■ Source text
#####

First Lady Samina Alvi and her husband, President Arif Alvi, hosted Nida Yasir at their residence for an exclusive interview where they shared a glimpse into their lives. The couple got personal, laughing and sharing stories and insight into the spark and connection necessary for a marriage approaching 50 years.
It was refreshing to see President Alvi in this new light, and to see the woman who made it possible.
President Alvi, a dentist by profession, first stepped into the political arena during his academic years in Lahore. He was an energetic and dedicated budding politician, rising to lead student unions and even getting shot on the streets of Punjab's capital city for protesting against General Ayub Khan's military rule. Bullets from the incident still remain lodged in his body. Enough has been written and spoken about his career since, and the missing piece of the puzzle that makes it all coherent, the president confessed, is his wife.

#####

■ Information supplied
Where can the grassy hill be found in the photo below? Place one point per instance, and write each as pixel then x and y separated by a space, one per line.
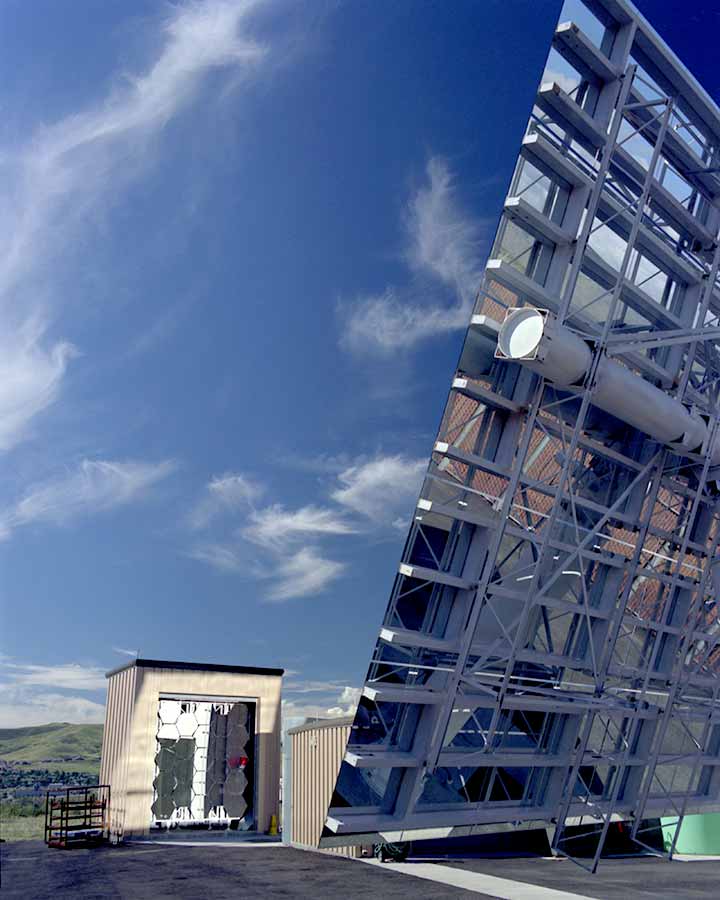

#####

■ Instructions
1. Please set down the passage about President Arif Alvi and his wife word for word, from "It was refreshing" up to and including "is his wife.".
2. Continue the passage about President Arif Alvi and his wife, picking up right after its final sentence.

■ Responses for each task
1.
It was refreshing to see President Alvi in this new light, and to see the woman who made it possible.
President Alvi, a dentist by profession, first stepped into the political arena during his academic years in Lahore. He was an energetic and dedicated budding politician, rising to lead student unions and even getting shot on the streets of Punjab's capital city for protesting against General Ayub Khan's military rule. Bullets from the incident still remain lodged in his body. Enough has been written and spoken about his career since, and the missing piece of the puzzle that makes it all coherent, the president confessed, is his wife.

2.
"She provided valuable support to me in my political life, even though she was not cut out for it. Since the party [PTI] was established in 1996, and in fact even before that, we'd have 20 people coming over for a meeting on very short notice, sometimes 50. Even with such urgency, she always hosted the visitors well," he explained.
"I'd be informed hours before that Imran Khan was coming with a bunch of other people, and I would just tell her, never having to worry about her getting annoyed," the president said.
"I love meeting people. Even on days I'm tired and not feeling it, I enjoy being among people," the extroverted first lady contributed, turning to her husband with a laughing "and he's just the opposite."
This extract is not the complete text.